* PROBLEM DETAILS: Can you rewrite these lines with "distant hillside" replaced by "far ridge" throughout, change nothing else, and leave the pictures out?

= = =

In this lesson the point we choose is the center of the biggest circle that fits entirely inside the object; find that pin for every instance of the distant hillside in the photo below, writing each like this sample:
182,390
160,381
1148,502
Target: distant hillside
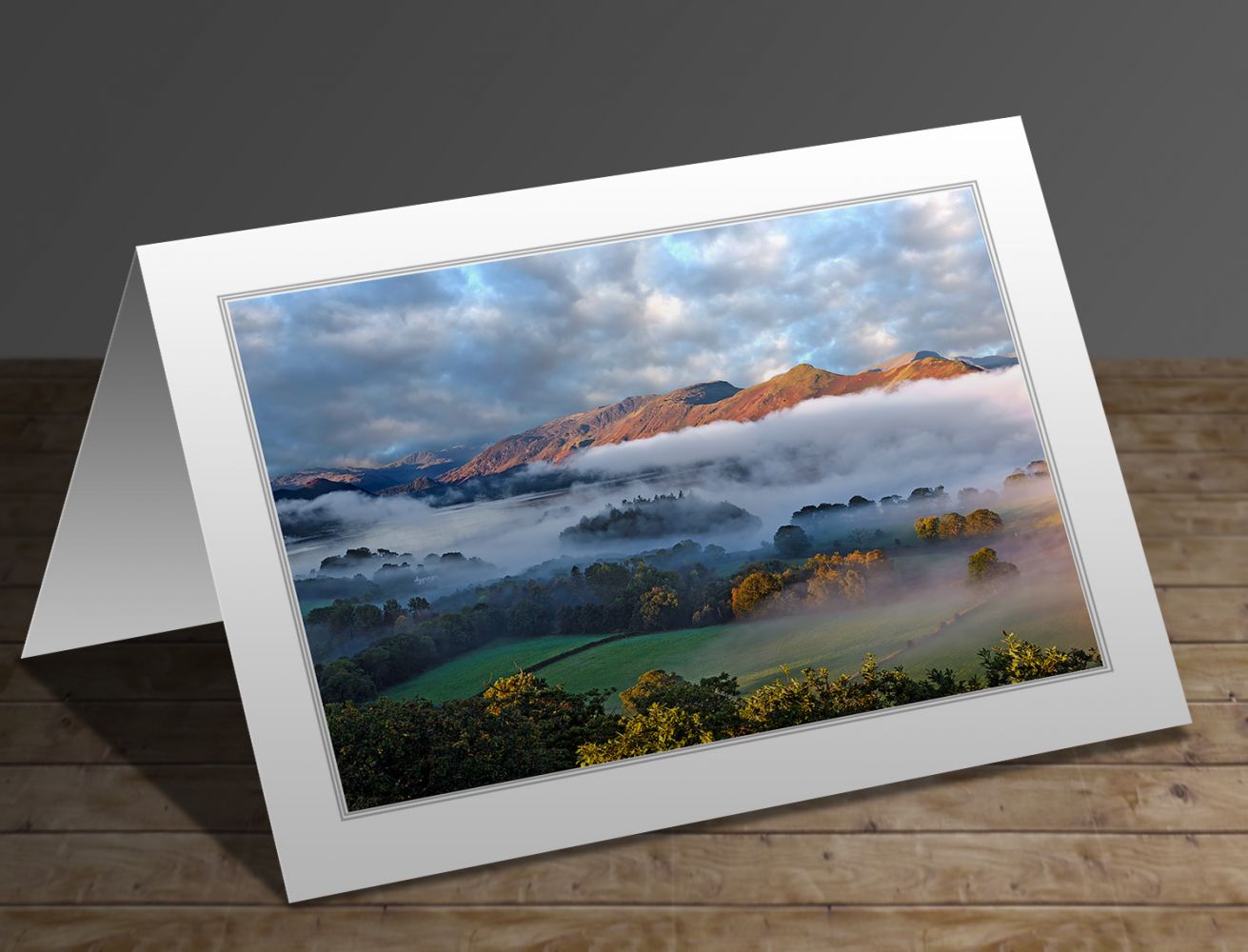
643,417
413,466
316,488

= = =

* ANSWER TO THE EXERCISE:
In this lesson the point we choose is the center of the biggest circle that fits entirely inside the object; find that pin for every instance of the far ridge in the photo below, writing each like this sample:
182,390
160,381
1148,502
Target: far ridge
643,417
413,466
316,488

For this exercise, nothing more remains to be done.